◆ GOAL OF THE EXERCISE
For each line of the listing that includes the word "marble", show the whole line.

◆ SUPPLIED MATERIAL

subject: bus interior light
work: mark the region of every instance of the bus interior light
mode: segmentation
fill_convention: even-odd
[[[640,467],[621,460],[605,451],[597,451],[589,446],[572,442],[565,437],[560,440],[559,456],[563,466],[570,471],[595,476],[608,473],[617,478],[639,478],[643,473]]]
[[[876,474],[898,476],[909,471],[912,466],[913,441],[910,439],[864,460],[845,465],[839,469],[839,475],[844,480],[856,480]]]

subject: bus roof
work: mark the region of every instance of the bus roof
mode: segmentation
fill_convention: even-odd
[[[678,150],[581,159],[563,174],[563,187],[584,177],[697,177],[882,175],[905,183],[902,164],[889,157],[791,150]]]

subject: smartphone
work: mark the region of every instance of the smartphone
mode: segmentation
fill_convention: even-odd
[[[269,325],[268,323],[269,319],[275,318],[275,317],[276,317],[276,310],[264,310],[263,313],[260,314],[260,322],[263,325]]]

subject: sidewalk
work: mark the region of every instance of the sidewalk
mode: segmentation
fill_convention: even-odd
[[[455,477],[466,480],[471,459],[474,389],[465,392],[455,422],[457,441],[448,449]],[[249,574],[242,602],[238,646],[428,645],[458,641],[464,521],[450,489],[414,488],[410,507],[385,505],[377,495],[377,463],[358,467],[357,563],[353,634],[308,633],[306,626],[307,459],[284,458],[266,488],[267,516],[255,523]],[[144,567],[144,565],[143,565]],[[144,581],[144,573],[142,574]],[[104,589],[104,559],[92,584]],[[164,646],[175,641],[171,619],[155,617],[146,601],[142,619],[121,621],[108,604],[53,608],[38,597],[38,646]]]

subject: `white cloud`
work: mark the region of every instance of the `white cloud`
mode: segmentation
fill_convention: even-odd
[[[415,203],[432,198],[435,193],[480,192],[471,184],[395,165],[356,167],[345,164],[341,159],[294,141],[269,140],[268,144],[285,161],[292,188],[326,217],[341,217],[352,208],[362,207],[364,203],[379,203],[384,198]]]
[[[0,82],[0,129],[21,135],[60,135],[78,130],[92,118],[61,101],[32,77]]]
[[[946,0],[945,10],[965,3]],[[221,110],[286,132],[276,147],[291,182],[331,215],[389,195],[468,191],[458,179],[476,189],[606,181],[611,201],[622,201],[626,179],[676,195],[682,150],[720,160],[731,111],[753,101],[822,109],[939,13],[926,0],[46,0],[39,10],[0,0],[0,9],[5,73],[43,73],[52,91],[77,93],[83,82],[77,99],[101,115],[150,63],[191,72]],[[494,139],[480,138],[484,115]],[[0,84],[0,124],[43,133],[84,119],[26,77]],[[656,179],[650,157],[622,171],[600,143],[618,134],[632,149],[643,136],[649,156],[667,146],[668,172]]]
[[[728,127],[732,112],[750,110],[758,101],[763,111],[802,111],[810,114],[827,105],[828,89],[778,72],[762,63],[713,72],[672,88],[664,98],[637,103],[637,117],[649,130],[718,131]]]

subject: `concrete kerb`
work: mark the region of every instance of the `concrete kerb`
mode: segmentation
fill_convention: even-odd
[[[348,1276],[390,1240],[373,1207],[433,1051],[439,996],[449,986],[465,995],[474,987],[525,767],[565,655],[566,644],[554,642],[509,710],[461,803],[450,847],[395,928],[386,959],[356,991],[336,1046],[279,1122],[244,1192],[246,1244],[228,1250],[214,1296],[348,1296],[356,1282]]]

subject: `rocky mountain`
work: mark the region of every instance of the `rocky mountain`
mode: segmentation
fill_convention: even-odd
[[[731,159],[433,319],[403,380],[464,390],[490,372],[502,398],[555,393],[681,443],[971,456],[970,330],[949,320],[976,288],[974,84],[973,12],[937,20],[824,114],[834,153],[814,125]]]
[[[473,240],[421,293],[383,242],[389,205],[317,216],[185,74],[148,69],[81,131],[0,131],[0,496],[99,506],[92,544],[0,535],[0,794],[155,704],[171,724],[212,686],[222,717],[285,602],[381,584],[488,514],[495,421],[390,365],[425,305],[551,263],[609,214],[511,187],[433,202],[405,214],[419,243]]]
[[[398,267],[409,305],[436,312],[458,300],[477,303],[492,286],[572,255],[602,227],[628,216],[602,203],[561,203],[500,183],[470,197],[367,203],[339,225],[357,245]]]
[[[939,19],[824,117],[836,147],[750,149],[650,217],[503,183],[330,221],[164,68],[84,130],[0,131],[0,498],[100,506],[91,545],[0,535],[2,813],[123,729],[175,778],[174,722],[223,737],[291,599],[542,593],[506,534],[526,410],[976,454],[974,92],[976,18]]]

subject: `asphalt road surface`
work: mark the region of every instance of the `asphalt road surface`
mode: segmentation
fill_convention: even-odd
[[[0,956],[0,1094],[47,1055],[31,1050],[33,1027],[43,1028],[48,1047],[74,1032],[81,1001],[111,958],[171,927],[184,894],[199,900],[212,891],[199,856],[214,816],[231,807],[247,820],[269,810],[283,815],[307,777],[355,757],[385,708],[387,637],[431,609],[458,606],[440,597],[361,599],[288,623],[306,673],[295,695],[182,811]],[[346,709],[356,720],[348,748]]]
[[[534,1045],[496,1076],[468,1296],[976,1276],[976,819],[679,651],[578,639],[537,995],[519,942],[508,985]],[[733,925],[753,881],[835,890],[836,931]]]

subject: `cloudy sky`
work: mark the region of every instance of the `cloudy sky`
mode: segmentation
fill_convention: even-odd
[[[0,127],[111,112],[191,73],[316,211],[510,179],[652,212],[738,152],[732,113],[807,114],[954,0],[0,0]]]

==

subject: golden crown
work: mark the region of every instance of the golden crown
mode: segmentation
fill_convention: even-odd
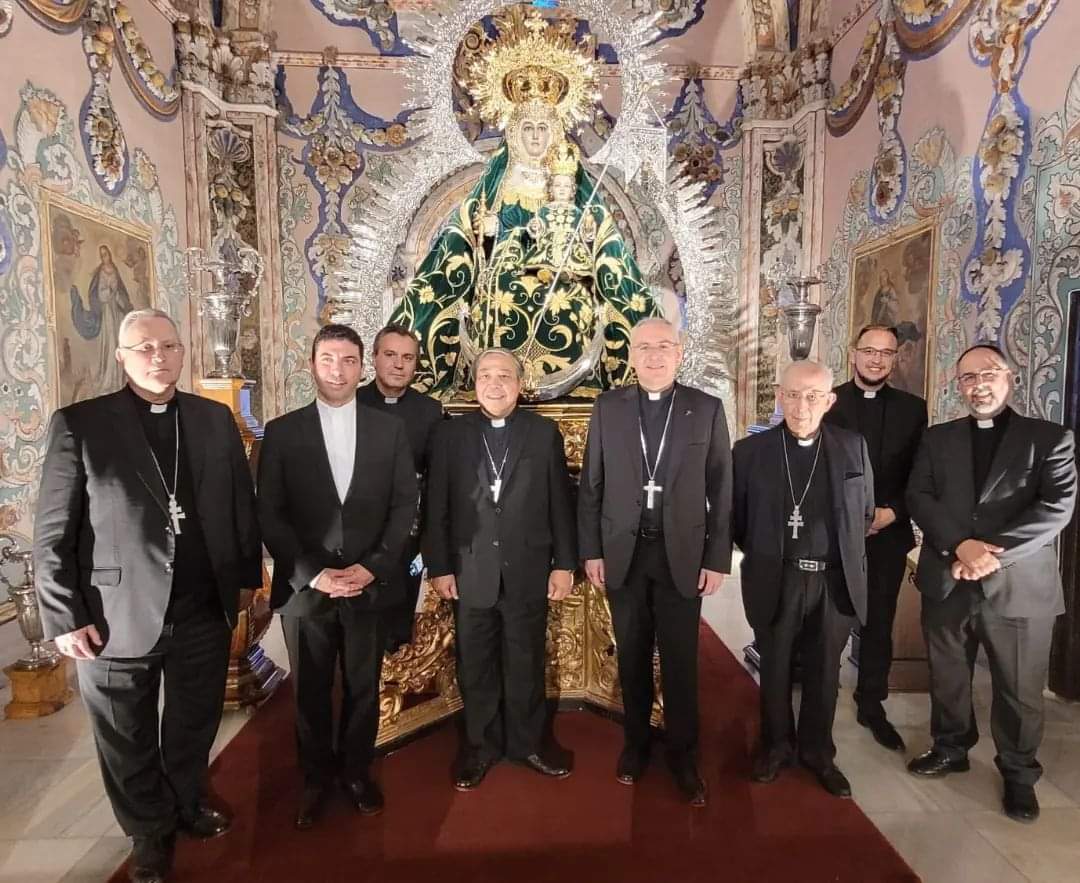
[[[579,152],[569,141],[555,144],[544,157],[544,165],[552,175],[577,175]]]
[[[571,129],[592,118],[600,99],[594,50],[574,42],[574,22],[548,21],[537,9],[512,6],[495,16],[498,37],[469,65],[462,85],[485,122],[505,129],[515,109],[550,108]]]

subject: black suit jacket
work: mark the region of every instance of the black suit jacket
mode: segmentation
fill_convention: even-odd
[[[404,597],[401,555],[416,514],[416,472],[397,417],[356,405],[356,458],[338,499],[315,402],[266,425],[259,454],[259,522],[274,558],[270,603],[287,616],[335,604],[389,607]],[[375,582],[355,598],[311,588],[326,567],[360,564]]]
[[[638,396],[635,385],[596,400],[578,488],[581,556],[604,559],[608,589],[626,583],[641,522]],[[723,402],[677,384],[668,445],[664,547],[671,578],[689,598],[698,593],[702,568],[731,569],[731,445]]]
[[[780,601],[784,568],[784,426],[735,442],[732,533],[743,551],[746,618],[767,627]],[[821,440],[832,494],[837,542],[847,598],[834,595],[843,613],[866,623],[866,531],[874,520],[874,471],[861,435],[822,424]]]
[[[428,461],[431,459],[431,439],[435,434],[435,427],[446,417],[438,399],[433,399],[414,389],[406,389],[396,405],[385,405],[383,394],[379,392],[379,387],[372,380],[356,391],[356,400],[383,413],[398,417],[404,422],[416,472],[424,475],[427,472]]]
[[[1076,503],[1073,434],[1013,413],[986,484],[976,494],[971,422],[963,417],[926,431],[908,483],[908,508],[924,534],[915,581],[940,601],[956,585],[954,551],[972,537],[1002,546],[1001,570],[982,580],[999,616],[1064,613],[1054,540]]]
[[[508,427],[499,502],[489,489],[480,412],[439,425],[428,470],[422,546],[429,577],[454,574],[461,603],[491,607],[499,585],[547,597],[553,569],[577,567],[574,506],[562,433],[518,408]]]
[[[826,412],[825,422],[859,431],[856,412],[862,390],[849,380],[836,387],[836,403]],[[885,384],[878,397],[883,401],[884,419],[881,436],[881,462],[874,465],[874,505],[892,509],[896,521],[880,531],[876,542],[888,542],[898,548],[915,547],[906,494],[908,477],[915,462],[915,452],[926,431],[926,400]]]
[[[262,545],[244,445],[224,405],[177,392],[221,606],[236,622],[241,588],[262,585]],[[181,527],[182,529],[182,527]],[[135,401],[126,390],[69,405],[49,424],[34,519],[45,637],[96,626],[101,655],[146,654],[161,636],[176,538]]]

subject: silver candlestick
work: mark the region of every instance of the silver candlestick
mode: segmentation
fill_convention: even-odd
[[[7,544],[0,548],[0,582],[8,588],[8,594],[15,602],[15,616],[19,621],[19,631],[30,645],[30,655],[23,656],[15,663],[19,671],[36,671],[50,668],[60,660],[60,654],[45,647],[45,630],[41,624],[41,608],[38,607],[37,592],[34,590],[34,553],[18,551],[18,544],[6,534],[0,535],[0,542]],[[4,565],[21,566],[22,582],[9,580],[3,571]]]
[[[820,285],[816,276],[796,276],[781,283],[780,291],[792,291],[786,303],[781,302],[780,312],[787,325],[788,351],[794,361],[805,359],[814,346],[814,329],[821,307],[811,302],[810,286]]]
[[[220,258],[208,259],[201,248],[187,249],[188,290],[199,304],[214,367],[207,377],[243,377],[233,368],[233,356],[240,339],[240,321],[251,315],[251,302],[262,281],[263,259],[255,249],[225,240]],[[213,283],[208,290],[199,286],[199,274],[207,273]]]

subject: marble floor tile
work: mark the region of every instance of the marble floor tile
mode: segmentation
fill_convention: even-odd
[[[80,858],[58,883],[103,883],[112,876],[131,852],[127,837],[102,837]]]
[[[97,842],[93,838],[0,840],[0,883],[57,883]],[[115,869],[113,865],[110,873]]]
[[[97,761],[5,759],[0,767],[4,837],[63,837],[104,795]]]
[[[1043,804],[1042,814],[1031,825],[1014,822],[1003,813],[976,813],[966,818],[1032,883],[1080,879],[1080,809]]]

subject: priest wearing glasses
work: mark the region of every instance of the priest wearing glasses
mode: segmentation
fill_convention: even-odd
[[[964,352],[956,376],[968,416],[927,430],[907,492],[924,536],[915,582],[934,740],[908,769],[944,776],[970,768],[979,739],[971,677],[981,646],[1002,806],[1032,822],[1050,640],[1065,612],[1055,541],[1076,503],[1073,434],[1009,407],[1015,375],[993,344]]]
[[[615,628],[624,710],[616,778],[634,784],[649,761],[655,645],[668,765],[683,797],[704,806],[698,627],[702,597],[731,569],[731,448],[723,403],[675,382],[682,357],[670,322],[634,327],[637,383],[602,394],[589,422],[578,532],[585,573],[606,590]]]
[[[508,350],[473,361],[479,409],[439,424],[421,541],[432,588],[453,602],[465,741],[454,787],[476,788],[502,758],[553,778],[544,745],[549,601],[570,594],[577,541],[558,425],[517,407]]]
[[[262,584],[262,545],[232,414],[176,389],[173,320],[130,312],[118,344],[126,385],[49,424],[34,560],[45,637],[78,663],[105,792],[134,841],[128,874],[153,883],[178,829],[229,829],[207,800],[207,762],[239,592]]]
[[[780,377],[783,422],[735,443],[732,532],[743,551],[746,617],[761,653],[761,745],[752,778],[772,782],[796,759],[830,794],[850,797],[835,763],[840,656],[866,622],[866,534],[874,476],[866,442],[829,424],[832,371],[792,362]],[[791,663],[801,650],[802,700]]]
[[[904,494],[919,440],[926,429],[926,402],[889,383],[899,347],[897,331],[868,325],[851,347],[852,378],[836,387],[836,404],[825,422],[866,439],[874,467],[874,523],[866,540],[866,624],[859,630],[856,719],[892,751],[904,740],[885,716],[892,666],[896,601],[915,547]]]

◆ SOLVED PROBLEM
subject: marble floor tile
work: mark the region of every instance of the marble floor tile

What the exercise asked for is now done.